Its vast catalogs will help answer fundamental questions about the origins of planets, stars and galaxies, and provide a feast of data for astronomers to munch on for decades to come.
Thanks to next-generation technology, WISE's sensitivity is hundreds of times greater than its predecessor, the Infrared Astronomical Satellite, which operated in 1983.
WISE will join two other infrared missions in space -- NASA's Spitzer Space Telescope and the Herschel Space Observatory, a European Space Agency mission with important NASA participation.
WISE is different from these missions in that it will survey the entire sky. It is designed to cast a wide net to catch all sorts of unseen cosmic treasures, including rare oddities.
The closest of WISE's finds will be near-Earth objects, both asteroids and comets, with orbits that come close to crossing Earth's path. The mission is expected to find hundreds of these bodies, and hundreds of thousands of additional asteroids in our solar system's main asteroid belt.
By measuring the objects' infrared light, astronomers will get the first good estimate of the size distribution of the asteroid population. This information will tell us approximately how often Earth can expect an encounter with a potentially hazardous asteroid.

* Tasks and exercises
a) Summarize the WISE excerpt in two sentences.
b) Transcribe the WISE excerpt starting at the words "Thanks to next-generation" and ending after the words "important NASA participation.".

* Data excerpt
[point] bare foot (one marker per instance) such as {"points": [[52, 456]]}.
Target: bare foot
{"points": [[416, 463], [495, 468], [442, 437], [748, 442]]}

* Solutions to the problems
a) WISE is an infrared mission that will survey the entire sky with sensitivity hundreds of times greater than the Infrared Astronomical Satellite, and its catalogs will help answer fundamental questions about the origins of planets, stars and galaxies. It is expected to find hundreds of near-Earth objects and hundreds of thousands of main-belt asteroids, and its infrared measurements will give the first good estimate of the asteroid population's size distribution.

b)
Thanks to next-generation technology, WISE's sensitivity is hundreds of times greater than its predecessor, the Infrared Astronomical Satellite, which operated in 1983.
WISE will join two other infrared missions in space -- NASA's Spitzer Space Telescope and the Herschel Space Observatory, a European Space Agency mission with important NASA participation.